[Image location labeling entries]
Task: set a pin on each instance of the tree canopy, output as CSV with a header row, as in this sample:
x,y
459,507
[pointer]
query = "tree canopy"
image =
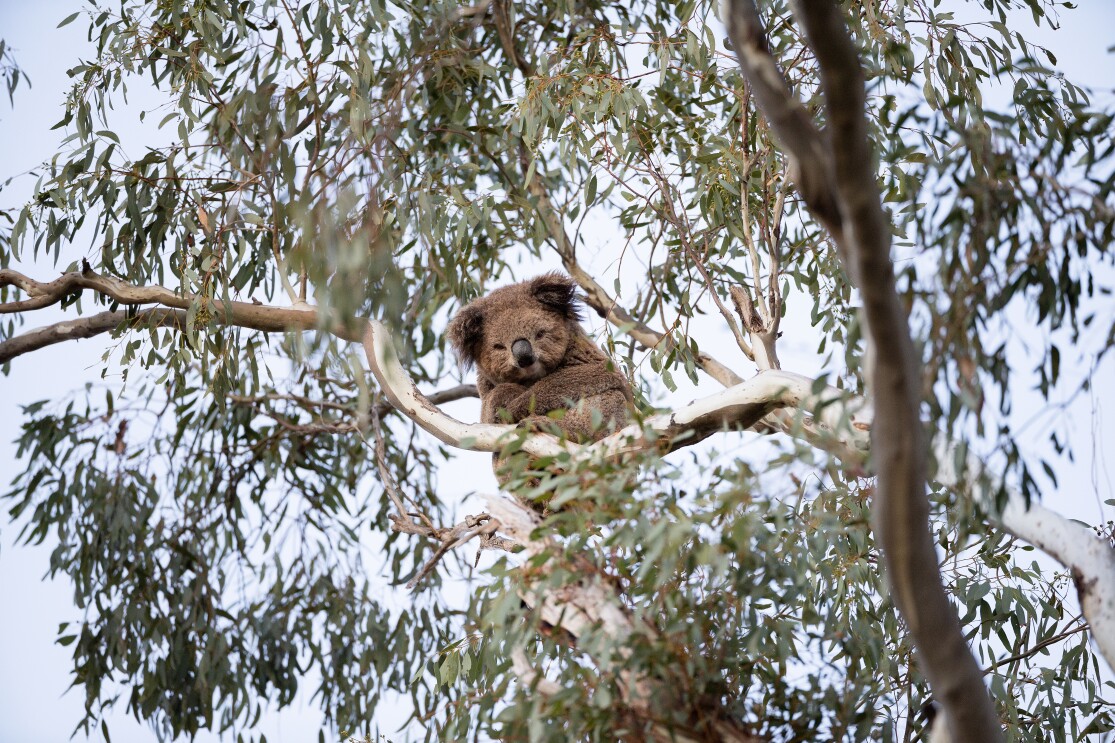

→ What the exercise asks
Rename "tree canopy" to "shrub cluster" throughout the listing and write it out again with all else unchanged. Omit the pictures.

→ The answer
Task: set a pin on each instance of the shrub cluster, output as CSV with a header row, as in this sample:
x,y
459,507
[pointer]
query = "shrub cluster"
image =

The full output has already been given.